> **TASK GOAL**
Pull out each line of the material below that contains the string "window", and copy those lines unchanged in their original order.

[Object position labeling entries]
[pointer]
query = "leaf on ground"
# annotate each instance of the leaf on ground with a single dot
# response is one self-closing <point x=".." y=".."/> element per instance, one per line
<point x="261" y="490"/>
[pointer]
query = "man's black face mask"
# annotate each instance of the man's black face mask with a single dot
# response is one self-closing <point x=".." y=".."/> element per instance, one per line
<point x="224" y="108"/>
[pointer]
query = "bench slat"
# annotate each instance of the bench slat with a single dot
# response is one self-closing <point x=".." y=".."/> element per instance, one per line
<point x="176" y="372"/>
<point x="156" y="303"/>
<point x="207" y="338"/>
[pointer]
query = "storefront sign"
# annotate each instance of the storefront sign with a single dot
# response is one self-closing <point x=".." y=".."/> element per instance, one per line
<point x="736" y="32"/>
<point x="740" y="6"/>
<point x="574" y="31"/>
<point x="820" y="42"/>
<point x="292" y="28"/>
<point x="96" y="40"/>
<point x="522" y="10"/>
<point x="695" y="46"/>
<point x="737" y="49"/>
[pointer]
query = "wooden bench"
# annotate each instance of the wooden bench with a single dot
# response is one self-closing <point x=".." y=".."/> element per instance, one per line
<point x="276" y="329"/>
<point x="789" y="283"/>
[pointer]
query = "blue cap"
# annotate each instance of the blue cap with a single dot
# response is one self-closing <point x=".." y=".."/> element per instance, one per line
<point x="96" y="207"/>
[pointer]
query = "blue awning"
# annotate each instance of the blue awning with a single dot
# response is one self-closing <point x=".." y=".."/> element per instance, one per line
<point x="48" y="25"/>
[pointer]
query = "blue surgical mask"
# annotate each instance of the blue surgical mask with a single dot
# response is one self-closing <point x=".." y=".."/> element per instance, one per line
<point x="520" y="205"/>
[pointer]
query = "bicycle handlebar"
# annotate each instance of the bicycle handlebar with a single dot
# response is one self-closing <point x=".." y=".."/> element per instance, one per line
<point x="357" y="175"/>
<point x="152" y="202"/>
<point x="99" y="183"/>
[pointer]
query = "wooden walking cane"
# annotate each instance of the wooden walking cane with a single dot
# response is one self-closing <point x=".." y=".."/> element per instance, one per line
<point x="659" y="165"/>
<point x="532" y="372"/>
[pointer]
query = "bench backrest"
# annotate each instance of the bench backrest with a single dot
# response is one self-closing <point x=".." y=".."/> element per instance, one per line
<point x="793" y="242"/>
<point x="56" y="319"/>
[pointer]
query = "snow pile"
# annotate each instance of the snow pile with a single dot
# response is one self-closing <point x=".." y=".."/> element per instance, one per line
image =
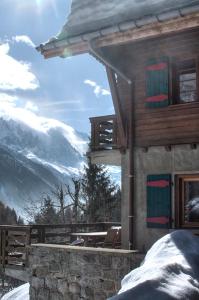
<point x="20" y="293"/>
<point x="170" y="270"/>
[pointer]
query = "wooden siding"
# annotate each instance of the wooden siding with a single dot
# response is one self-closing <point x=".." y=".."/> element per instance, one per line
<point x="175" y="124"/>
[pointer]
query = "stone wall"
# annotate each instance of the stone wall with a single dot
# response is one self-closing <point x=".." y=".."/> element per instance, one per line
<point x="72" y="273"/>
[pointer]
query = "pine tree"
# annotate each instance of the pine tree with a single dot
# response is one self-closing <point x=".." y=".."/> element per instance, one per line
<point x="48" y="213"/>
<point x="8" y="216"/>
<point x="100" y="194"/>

---

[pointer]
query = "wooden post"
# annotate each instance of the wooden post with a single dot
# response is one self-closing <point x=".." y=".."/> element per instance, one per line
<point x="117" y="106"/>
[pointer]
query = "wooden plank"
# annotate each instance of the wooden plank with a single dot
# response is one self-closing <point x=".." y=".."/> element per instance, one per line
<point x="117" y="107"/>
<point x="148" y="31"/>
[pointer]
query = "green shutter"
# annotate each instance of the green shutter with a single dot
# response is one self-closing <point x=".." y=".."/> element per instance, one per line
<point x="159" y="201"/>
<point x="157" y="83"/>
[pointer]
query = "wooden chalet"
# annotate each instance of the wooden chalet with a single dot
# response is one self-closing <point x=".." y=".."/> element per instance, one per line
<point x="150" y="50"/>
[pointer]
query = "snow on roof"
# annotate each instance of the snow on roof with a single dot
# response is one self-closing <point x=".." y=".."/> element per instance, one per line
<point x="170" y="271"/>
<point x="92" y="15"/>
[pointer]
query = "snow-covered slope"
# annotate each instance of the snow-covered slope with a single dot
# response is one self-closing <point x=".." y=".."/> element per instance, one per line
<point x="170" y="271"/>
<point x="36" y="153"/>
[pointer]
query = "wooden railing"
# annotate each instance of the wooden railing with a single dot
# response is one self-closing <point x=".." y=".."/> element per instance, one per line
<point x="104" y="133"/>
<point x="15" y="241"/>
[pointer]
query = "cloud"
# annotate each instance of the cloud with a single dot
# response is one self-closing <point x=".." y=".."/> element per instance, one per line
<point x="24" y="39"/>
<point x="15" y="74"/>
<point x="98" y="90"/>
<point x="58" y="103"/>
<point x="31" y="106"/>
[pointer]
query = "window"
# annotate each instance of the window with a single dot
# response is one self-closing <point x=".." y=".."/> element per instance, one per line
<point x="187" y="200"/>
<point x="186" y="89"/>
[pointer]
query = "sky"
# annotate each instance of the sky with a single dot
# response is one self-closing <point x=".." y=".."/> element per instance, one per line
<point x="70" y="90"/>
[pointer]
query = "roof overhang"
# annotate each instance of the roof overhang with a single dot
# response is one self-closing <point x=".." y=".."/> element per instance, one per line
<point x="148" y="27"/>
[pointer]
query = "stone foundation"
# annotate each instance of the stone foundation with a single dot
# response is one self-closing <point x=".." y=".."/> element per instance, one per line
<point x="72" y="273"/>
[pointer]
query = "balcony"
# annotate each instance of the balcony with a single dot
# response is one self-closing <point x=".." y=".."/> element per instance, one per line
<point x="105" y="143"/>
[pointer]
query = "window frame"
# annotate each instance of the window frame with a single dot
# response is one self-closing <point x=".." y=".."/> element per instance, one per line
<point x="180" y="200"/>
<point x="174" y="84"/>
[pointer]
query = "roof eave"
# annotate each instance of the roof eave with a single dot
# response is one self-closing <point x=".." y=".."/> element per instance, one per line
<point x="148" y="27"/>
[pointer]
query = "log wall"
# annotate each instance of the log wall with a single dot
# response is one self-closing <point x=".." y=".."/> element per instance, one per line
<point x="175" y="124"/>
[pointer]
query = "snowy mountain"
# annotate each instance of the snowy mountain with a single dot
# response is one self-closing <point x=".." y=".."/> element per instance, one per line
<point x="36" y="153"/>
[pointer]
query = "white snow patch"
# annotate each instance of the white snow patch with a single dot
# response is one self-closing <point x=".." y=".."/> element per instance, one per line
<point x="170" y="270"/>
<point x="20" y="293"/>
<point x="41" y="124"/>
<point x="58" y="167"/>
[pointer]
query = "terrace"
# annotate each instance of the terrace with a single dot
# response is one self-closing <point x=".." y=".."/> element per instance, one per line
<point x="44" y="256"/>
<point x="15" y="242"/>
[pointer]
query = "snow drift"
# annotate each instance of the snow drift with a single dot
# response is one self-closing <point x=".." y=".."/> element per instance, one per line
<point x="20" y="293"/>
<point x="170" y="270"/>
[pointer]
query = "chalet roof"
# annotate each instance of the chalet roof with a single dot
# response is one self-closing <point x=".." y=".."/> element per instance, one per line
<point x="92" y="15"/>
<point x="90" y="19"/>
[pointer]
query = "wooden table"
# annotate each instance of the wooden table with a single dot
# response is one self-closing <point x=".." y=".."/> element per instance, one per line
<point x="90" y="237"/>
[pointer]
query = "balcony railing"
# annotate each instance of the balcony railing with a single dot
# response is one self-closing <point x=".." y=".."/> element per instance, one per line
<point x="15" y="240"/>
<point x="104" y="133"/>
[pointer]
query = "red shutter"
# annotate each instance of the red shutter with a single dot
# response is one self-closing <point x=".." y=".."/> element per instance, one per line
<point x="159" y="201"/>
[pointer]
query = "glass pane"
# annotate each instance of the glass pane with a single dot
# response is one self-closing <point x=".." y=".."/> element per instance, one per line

> **WORKED ANSWER**
query = "window"
# annotate each instance of the window with a single dot
query = "window frame"
# annotate each instance of the window frame with a single dot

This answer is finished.